Document section:
----------

Lindsey Graham Says Republicans Will Try to "Repeal and Replace" Obamacare—Again

Republican Senator Lindsey Graham outlined Republican priorities in 2020 if they win back the House this week. High up on that list? Another attempt to "repeal and replace" the Affordable Care Act.

"This is what 2020 is about. If we can get the House back and keep our majority in the Senate, and President Trump wins re-election, I can promise you not only are we going to repeal Obamacare, we're going to do it in a smart way where South Carolina will be the biggest winner," Graham told conservative radio host Joey Hudson on Monday. "We've got to remind people that we're not for Obamacare."

"If we could get the money back to the states, Democratic policies would be tested against our policies," Graham said. "This scares the hell out of the Democrats. This is what 2020 is about."

Graham has his own version of a repeal and replace bill that would end subsidies that help people buy insurance and also end optional state Medicaid expansion programs. But Graham's bill was not voted on in the Senate in 2017 because it didn't have the support it would need to pass, despite the chamber being controlled by Republicans.

The comments come as a crowded 2020 Democratic presidential field debates the merits of continuing to expand Obamacare or establish a system of Medicare for All. There is some confusion, however about what Democratic candidates do support. A Monmouth University poll released Thursday found that a quarter of Iowan voters say they have no idea who comes close to matching their ideas on healthcare.

Senators Bernie Sanders and Elizabeth Warren support Medicare for All and former Vice President Joe Biden supports expanding Obamacare. The rest of the candidates mainly fall somewhere in-between.

Lindsey Graham
Senator Lindsey Graham, R-SC, announces legislation to repeal and replace Obamacare through block grants. JIM WATSON/AFP/Getty

"The Trump-Republican agenda: Keep trying to throw millions of people off of their health insurance," Vermont Senator and presidential candidate Bernie Sanders tweeted in response to Graham. "Our agenda: Guarantee health care to all and save the average family thousands of dollars a year."

----------

Extracted data:
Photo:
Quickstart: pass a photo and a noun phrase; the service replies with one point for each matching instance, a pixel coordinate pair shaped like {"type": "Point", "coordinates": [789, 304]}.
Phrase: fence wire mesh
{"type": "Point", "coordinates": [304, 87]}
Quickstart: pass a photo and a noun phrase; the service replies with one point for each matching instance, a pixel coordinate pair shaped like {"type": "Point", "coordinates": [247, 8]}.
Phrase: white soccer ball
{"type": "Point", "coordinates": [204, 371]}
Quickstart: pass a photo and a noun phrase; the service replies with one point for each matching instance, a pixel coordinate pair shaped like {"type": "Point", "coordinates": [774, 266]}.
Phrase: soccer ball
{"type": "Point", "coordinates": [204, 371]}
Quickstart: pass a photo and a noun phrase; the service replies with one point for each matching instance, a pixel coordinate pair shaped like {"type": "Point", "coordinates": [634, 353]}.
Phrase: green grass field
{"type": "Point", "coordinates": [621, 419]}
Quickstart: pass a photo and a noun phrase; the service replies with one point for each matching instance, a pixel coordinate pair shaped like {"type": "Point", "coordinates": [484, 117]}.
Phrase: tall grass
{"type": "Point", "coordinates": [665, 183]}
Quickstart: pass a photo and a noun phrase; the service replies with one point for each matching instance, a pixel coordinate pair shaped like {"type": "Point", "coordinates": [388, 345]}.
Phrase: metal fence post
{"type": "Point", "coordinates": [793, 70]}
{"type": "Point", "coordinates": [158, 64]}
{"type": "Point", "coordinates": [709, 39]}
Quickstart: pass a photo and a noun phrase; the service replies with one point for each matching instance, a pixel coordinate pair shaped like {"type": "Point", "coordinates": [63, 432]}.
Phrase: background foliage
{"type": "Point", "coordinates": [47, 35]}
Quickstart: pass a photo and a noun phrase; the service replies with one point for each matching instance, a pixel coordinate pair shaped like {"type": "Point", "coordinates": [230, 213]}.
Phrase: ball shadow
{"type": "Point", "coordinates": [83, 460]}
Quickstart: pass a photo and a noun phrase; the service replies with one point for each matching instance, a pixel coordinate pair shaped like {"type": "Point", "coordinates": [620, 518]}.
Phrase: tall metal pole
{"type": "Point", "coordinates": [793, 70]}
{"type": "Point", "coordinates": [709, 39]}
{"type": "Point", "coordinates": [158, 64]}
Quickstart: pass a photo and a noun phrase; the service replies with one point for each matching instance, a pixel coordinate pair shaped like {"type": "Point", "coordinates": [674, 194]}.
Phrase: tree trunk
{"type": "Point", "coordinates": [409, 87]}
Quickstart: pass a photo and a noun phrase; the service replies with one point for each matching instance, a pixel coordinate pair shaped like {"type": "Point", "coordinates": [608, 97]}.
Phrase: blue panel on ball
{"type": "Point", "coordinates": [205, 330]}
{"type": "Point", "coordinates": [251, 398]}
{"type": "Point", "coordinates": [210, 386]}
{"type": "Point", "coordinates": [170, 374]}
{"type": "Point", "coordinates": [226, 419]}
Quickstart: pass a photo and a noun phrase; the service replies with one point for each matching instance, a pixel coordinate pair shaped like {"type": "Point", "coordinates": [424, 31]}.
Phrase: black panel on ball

----------

Task directions: Reproduce the passage of the Lindsey Graham article on Obamacare from "Graham has his" up to and including "controlled by Republicans.".

Task output:
Graham has his own version of a repeal and replace bill that would end subsidies that help people buy insurance and also end optional state Medicaid expansion programs. But Graham's bill was not voted on in the Senate in 2017 because it didn't have the support it would need to pass, despite the chamber being controlled by Republicans.